#### [TASK INSTRUCTIONS]
(a) From the passage on fentanyl regulation, list the drugs it names as schedule II narcotics alongside fentanyl.
(b) Write what comes next in the passage on fentanyl regulation, picking up after its last sentence.

#### [PASSAGE TO READ]
Content starts

Fentanyl is currently a schedule II narcotic alongside cocaine, methamphetamine, oxycodone, and Adderall. Examples of schedule I drugs include Heroin, marijuana (cannabis) and peyote.
The term fentanyl-related substances (FRS) is one that has stymied regulators attempting to get a handle on the drug. Dr. Timothy Westlake described them at the meeting as “highly-active opioids almost identical to fentanyl except for a tiny difference in their chemical structure created by changing a single ingredient in synthesis. The result of this tweak is a new potent opioid with the same deadly effects as fentanyl and without class scheduling would be legal until it caused multiple deaths.”
Minnesota’s scheduled drugs list nearly 50 different FRSs for this very reason.
According to Westlake, scheduling FRSs will not only make them easier to prosecute and mandate longer sentences but will work to stop their creation outright: “The fact is you can’t die from ingesting something that was never created, nor can you be incarcerated for trafficking something that does not exist. That’s the beauty and simplicity of FRS scheduling.”
Vice President of Homeland Security Donald Barnes spoke at the hearing on behalf of the Major County Sheriffs of America, comparing FRSs to the different types of methamphetamines that proliferated in the 1990s: “We saw this happen to methamphetamines in the 90s where there were analog knockoffs, and it makes it very difficult to prosecution.”
While scheduling FRSs is an important step in the path forward for fentanyl, the sale of illegal drugs online was another focus of the meeting. The Cooper Davis and Devin Norring Act, a parallel bill to the HALT Fentanyl Act that was introduced by Rep. Angie Craig in July 2024, is designed to hold social media platforms accountable to the sale of fentanyl on their platforms. It was introduced to the House of Representatives the same day that Rep. Craig and Sen. Amy Klobuchar spoke alongside Norring at Hastings High School.
“It is critical that we address social media platforms that facilitate drug peddling to children: platforms that make these connections as a matter of design and then profit from them. We cannot say we are protecting our children until we face this fact and pass legislation to stop it,” said Norring.
Norring spoke to how if a brick-and-mortar store sold drugs the way they are being sold on social media platforms, it would be immediately shut down. “So I ask, why do the same rules not apply to social media?” said Norring.

Content ends

#### [PROVIDED INFORMATION]
Content starts

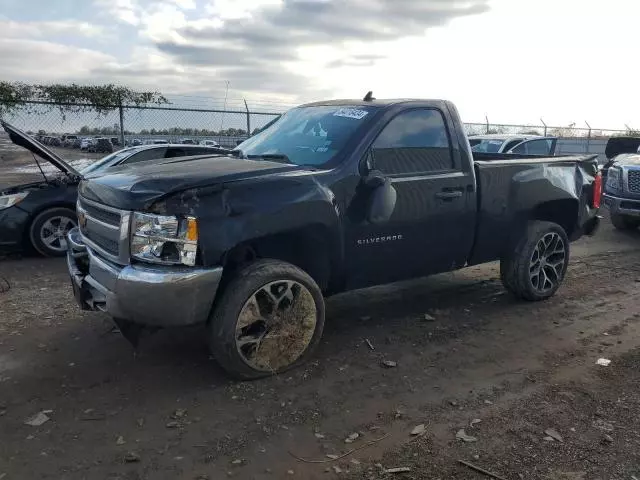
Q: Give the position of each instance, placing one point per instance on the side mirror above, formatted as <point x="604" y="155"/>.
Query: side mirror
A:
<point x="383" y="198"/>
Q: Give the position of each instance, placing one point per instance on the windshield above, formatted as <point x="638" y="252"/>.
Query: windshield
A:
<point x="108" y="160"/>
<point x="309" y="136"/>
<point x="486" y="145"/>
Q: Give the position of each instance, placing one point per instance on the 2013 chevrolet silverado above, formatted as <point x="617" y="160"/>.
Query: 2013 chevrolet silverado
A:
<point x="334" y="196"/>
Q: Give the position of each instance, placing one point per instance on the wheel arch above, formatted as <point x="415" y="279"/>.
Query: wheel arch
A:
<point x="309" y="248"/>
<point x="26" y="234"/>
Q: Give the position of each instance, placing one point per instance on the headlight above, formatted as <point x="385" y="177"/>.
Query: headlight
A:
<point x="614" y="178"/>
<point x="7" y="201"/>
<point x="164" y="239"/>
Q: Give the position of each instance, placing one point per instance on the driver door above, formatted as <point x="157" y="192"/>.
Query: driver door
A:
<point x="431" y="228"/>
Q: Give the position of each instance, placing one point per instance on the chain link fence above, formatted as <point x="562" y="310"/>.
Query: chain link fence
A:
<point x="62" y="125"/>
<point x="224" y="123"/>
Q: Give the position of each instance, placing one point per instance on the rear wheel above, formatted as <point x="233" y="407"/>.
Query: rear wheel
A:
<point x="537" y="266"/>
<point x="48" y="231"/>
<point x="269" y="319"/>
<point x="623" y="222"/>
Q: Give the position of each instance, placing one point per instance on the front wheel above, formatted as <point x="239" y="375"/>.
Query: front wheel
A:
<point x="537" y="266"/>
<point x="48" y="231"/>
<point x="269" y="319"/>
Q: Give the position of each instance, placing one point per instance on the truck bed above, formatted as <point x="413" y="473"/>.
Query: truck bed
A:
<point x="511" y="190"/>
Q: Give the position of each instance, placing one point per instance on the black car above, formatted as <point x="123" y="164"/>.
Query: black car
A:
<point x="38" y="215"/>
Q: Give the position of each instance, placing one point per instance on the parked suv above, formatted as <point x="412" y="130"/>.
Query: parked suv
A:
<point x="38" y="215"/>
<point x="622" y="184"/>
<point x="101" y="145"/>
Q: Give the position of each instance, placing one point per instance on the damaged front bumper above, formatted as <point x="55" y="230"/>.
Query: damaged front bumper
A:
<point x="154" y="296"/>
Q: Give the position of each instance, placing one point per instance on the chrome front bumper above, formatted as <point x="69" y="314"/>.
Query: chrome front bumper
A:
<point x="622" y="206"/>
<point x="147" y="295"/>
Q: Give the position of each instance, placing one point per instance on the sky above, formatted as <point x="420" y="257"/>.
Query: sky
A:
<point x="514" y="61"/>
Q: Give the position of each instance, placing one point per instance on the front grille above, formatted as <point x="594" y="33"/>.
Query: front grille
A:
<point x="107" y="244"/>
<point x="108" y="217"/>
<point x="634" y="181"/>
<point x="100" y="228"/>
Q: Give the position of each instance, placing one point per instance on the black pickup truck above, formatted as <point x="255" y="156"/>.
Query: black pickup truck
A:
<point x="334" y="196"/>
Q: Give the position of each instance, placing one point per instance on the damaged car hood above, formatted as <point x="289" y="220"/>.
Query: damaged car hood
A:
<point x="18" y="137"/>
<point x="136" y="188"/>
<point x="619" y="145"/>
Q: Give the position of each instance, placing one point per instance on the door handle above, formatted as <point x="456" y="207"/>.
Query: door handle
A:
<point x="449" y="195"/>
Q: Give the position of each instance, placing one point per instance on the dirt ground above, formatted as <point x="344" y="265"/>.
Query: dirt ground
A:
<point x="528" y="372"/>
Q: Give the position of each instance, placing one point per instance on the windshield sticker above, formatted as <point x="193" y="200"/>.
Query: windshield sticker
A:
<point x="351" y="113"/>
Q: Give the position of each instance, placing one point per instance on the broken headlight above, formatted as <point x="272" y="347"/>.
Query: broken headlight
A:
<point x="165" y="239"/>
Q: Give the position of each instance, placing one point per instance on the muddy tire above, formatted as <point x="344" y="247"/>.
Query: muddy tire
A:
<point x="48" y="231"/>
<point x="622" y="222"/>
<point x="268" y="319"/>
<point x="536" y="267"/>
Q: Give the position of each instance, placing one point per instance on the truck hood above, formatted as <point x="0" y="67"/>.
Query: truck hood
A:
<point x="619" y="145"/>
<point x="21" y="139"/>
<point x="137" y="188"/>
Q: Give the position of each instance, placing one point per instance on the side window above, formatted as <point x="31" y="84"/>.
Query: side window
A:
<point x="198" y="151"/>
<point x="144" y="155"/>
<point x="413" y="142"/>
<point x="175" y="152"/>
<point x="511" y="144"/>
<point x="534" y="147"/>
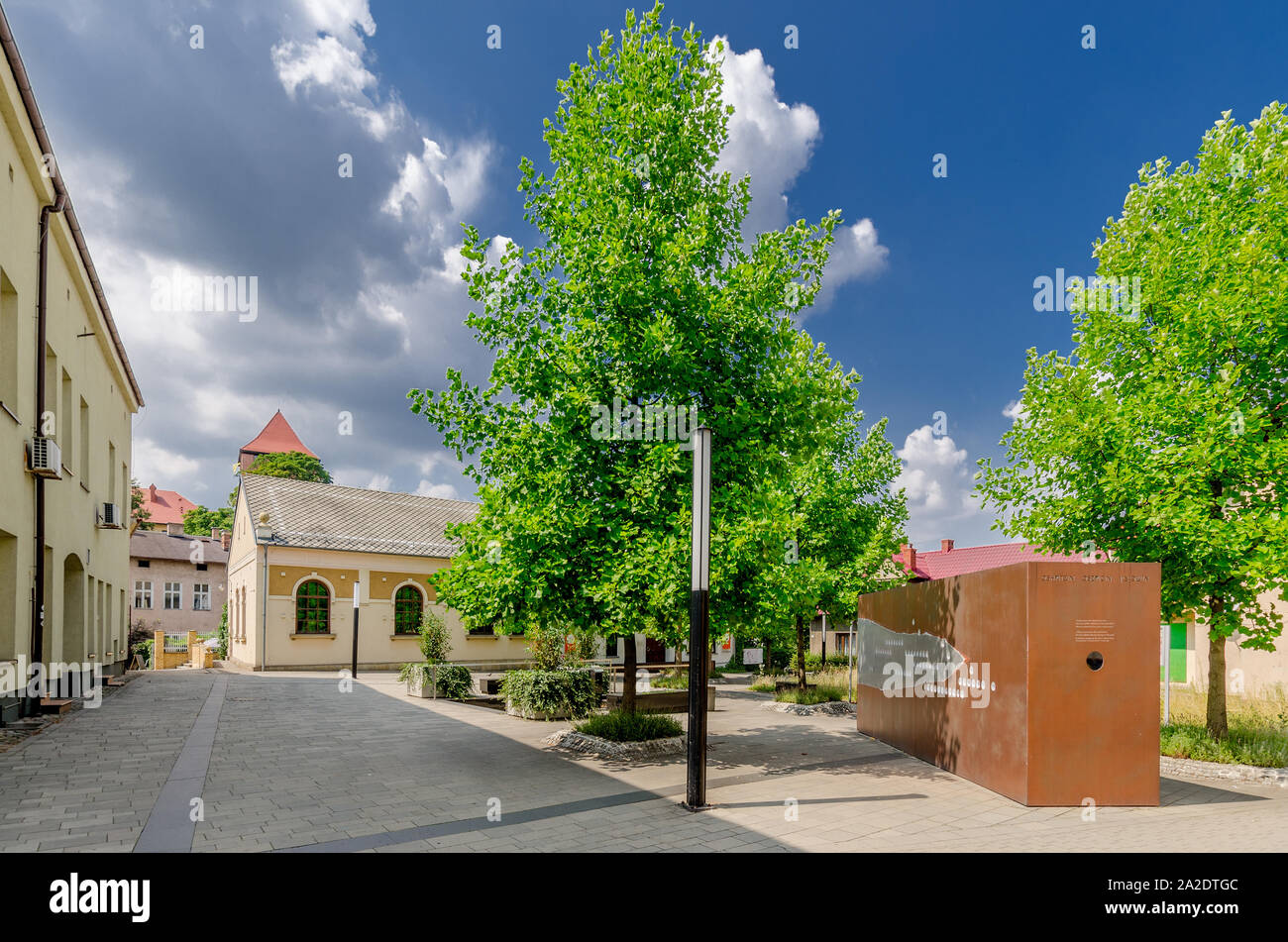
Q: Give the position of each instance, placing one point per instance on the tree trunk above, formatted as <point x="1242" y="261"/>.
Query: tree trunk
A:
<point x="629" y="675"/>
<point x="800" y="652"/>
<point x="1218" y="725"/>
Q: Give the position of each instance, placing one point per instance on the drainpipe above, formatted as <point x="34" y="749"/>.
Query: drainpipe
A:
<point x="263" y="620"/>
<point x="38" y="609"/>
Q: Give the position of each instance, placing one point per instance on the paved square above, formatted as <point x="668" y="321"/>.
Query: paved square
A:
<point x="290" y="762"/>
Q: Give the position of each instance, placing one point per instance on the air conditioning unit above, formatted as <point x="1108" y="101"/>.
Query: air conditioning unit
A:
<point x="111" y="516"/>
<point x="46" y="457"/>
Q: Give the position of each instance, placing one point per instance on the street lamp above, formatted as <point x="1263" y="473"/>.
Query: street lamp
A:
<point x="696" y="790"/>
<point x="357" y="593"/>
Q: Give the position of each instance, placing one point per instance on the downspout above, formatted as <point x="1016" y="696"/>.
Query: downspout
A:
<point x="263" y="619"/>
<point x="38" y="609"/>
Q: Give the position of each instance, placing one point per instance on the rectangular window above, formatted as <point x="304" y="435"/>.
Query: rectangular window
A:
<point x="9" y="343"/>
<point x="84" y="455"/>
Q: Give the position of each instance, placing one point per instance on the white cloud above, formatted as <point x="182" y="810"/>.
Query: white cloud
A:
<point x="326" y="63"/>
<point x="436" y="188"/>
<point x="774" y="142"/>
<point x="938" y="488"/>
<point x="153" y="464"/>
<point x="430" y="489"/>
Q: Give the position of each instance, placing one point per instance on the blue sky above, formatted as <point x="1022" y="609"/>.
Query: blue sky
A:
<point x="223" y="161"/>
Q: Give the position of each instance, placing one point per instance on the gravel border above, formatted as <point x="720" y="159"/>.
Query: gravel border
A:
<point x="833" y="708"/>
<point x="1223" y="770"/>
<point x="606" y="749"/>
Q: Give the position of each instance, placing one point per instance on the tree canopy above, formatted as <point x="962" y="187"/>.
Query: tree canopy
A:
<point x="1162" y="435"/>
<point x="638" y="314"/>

Content ends

#### [ANSWERS TO THIS EXERCISE]
(a) Cocaine, methamphetamine, oxycodone, Adderall

(b)
That distinction between the standard for physical stores or products and social media platforms was one repeated throughout the meeting.
“If we saw this with any other product, there would be federal law shutting down these products to make them safe before they could go to market,” said Sen. Ashley Moody comparing the relatively quick halt of faulty automobile parts to the ongoing issues of liability for social media platforms in general and Snapchat in specific.
Snapchat was the platform used by Devin Norring to buy the pill that killed him.
Social media companies are largely shielded from liability for the content on their platforms including the sale of drugs which stops any incentive for change, according to Norring.
“Until this body takes that action, I just have to say, almost nothing else we do is really serious. You can try to fine them, they don’t care. You can change the rules on reporting, they’ll evade it. You can slap them on the wrist, and they won’t do anything. Until plaintiffs get into court, nothing will change,” said Sen. Josh Hawley.
Dakota County continues to grapple with high rates of opioid overdoses and deaths, even as national trends have decreased since the pandemic. According to Dakota County’s Opioid Settlement Annual meeting in November 2024, despite national trends for drug overdoses dropping from May 2023 to May 2024 by 12.7%, that figure isn’t necessarily reflected closer to home.
Across Minnesota, the number of resident deaths related to opioids in 2022-2023 dropped by 2.9% from 1,031 to 1,001. At the same time, in Dakota County the number of fatal opioid overdoses increased by 6.25% from 45 deaths to 48, with non-fatal overdoses increasing 4.2% from 299 to 312 according to data shared at that meeting.